Extract each line of the material below that contains the word "pitch", and copy each of those lines in full.

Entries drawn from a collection

════════════════════

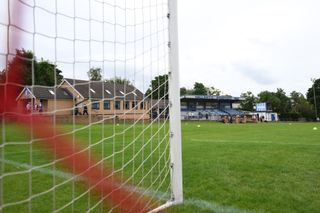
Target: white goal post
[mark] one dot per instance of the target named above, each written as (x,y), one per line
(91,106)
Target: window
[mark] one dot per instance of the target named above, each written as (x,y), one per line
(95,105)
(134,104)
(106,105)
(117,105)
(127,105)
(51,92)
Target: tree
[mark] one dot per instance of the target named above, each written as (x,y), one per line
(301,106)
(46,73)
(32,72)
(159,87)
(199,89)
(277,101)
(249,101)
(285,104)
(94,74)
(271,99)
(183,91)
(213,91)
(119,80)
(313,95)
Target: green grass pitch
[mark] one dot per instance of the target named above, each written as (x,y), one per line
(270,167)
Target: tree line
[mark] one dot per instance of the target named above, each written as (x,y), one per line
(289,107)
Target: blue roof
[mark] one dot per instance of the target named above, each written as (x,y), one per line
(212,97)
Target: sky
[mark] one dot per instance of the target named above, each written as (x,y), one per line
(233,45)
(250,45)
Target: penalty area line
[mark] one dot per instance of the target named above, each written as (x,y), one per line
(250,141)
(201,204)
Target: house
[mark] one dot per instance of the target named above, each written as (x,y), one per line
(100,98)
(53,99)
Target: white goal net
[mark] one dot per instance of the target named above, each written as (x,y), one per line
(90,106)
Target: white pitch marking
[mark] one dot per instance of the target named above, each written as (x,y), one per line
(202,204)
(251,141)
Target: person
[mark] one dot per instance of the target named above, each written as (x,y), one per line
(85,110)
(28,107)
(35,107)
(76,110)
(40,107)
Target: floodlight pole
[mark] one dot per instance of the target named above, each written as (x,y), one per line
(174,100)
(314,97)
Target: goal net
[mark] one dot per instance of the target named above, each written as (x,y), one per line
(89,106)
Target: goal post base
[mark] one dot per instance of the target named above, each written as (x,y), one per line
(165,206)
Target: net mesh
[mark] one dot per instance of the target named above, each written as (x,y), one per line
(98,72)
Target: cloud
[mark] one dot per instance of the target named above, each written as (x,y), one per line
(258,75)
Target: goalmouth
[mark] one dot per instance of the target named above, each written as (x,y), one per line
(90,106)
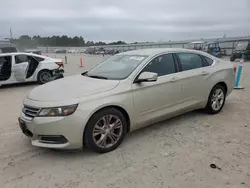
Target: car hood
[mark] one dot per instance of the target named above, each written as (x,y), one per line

════════════════════

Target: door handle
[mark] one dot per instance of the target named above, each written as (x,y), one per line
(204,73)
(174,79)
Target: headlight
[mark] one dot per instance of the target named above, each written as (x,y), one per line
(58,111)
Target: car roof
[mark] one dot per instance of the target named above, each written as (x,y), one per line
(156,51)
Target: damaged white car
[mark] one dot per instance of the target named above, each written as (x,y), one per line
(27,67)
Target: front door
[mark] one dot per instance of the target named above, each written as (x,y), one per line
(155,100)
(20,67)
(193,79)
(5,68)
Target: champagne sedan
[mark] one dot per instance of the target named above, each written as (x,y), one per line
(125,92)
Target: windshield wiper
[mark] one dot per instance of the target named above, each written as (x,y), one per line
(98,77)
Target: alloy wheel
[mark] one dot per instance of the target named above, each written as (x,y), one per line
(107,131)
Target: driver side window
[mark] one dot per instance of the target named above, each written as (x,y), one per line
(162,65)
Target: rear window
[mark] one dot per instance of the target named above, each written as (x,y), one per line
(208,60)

════════════════════

COMPLETED EXERCISE ::
Target: green grass pitch
Target: white pitch marking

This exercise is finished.